• SOURCE PASSAGE:

# # # # #

Beijing [China]: Amid an economic slowdown, China’s four-year ‘trade war’ with the US has resulted in a total loss of USD 550 billion in import tariffs, the majority of which are aimed at Beijing, a media report said on Saturday.
The trade war, accompanied by a slowdown in China’s economy and the impact of the COVID-19 pandemic, has resulted in the World Bank predicting a significant slowdown in the global economy as well as a lower prediction for the economic growth in the United States and China, reported The Hong Kong Post.
“China’s trade policy with respect to the United States has been more reactionary than anything else, responding to, rather than initiating, changes on a tit-for-tat basis,” said Jayant Menon, a visiting senior scholar of the ISEAS-Yusof Ishak Institute’s Regional Economic Studies Programme in Singapore.
China has targetted imports from even other countries that it sees as operating in the US’s sphere of influence. Chinese exporters have stopped importing Australian coal, sugar, barley, lobsters, wine, copper, and log lumber since 2020.
Last year, Japan filed a formal complaint with the World Trade Organisation over anti-dumping charges imposed by China on the stainless steel imports since July 2019, a move which Beijing termed as “regretful”, the report said.
However, while China restricted its trade imports from these countries, its exports to Australia, Japan, and the US in the following year were worth USD 648.7 billion, the report said, adding that the large exports were mostly due to the impact of Regional Comprehensive Economic Partnership (RCEP), the world’s largest free-trade agreement which China had entered into the previous year.
China would attempt to manipulate free trade deals and the international markets in order to offset the impact of the trade war and the economic slowdown, added the report.
China would regulate credit availability in international commerce, assist businesses in overcoming challenges and make greater use of free-trade agreements that have been negotiated or signed in order to “integrate and progress”, the report said citing Li Xingqian, the Director-General of International Trade in China’s Ministry of Commerce.
However, China despite its ambitions to create a new order in global trade will remain dependent on the US for innovation because much of its Information Technology (IT) sector currently is focused on manufacturing instead of innovation, the report said citing Alan Chong, an assistant professor at Singapore’s S. Rajaratnam School of International Studies.

# # # # #

• STUDY QUESTIONS:
A. In the trade war report, copy the text starting at "However, China despite" and ending at "of International Studies.".
B. Translate this sentence from the trade war report into Spanish: "China would attempt to manipulate free trade deals and the international markets in order to offset the impact of the trade war and the economic slowdown, added the report."

• RECORDED DATA:
# # # # #

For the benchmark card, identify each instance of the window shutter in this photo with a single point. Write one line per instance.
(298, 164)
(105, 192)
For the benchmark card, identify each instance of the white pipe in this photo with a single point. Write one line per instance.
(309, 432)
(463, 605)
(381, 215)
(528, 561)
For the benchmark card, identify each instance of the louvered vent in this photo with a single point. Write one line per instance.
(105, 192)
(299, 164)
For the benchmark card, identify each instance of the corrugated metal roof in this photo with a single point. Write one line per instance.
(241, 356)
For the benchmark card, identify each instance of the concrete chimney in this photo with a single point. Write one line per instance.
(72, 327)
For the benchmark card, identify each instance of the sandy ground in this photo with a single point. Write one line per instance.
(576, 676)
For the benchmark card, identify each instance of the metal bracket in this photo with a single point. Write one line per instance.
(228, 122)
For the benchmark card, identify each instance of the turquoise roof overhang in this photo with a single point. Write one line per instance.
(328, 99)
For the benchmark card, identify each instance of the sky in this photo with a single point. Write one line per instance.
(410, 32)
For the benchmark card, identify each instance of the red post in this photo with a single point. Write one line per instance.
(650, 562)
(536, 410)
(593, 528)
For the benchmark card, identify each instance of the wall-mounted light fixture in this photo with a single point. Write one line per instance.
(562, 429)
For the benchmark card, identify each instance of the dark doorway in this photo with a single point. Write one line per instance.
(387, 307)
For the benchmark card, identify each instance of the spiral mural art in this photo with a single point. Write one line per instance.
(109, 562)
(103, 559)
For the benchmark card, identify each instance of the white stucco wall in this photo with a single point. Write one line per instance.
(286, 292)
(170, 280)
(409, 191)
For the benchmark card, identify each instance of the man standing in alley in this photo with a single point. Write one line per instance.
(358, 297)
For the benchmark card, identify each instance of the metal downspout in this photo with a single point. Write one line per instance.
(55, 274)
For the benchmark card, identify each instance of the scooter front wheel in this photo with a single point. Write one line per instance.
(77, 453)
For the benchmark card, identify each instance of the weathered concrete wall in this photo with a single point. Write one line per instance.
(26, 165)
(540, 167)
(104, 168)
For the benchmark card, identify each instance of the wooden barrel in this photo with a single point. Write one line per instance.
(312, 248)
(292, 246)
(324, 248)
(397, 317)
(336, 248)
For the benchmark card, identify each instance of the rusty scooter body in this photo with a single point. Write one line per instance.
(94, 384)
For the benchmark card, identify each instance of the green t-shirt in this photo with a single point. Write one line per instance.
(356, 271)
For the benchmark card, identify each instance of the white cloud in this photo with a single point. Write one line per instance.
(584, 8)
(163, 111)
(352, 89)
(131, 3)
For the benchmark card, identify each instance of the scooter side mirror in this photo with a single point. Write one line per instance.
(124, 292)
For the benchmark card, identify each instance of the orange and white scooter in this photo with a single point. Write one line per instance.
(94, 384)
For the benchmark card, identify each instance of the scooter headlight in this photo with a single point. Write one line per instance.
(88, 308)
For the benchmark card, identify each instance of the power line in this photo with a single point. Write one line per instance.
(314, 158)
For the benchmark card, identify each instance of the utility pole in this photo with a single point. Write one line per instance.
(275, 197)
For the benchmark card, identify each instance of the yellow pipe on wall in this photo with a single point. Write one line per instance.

# # # # #

• SOLUTIONS TO THE EXERCISE:
A.
However, China despite its ambitions to create a new order in global trade will remain dependent on the US for innovation because much of its Information Technology (IT) sector currently is focused on manufacturing instead of innovation, the report said citing Alan Chong, an assistant professor at Singapore’s S. Rajaratnam School of International Studies.

B. China intentaría manipular los acuerdos de libre comercio y los mercados internacionales para compensar el impacto de la guerra comercial y la desaceleración económica, añadió el informe.